WRITTEN EXERCISE
Revise the data below by replacing each occurrence of "tight rectangle" with "close-fitting box", leaving everything else unchanged.

RECORDS TO USE
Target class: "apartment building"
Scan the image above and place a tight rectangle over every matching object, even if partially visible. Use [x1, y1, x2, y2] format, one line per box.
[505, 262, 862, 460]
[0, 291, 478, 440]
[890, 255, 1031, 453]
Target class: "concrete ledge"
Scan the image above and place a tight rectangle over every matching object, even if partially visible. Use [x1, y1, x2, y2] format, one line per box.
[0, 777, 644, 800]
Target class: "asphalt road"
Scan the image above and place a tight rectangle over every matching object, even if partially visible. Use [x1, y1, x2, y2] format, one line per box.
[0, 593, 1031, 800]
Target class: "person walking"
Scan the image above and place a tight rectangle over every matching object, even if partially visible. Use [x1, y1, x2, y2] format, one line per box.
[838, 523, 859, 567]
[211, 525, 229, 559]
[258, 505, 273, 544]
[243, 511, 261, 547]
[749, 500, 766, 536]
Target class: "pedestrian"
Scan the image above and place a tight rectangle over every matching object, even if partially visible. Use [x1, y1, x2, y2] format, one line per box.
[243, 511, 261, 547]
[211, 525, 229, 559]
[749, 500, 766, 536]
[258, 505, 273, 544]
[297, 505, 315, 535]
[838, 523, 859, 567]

REPLY TO THE TASK
Target class: "apartment building"
Scan the image above and place a close-fitting box over every matching object, even if partially visible. Use [x1, y1, x2, y2] format, one line per box.
[505, 262, 862, 460]
[0, 291, 478, 440]
[890, 255, 1031, 453]
Target class: "concrete ledge"
Scan the image above and place a close-fitting box over every matching object, even if partially visible. Use [x1, y1, x2, y2] format, one line per box.
[0, 777, 644, 800]
Target class: "asphalt road"
Scan the image above and place a close-fitting box over every matching object, even if partially visible. Use [x1, y1, x2, y2] format, one line per box.
[0, 593, 1031, 800]
Target class: "person walking"
Scan the image above and place a close-fitting box over every matching object, even if partially visible. Use [x1, y1, x2, y2] format, one line per box.
[838, 523, 859, 567]
[211, 525, 229, 559]
[258, 505, 273, 544]
[243, 511, 261, 547]
[749, 500, 766, 536]
Target class: "pedestrian"
Scan the image above and place a close-fitting box over every matching object, even if partially visible. Use [x1, y1, x2, y2] format, one line per box.
[243, 511, 261, 547]
[211, 525, 229, 559]
[749, 500, 766, 536]
[258, 505, 273, 544]
[297, 505, 315, 535]
[838, 523, 859, 567]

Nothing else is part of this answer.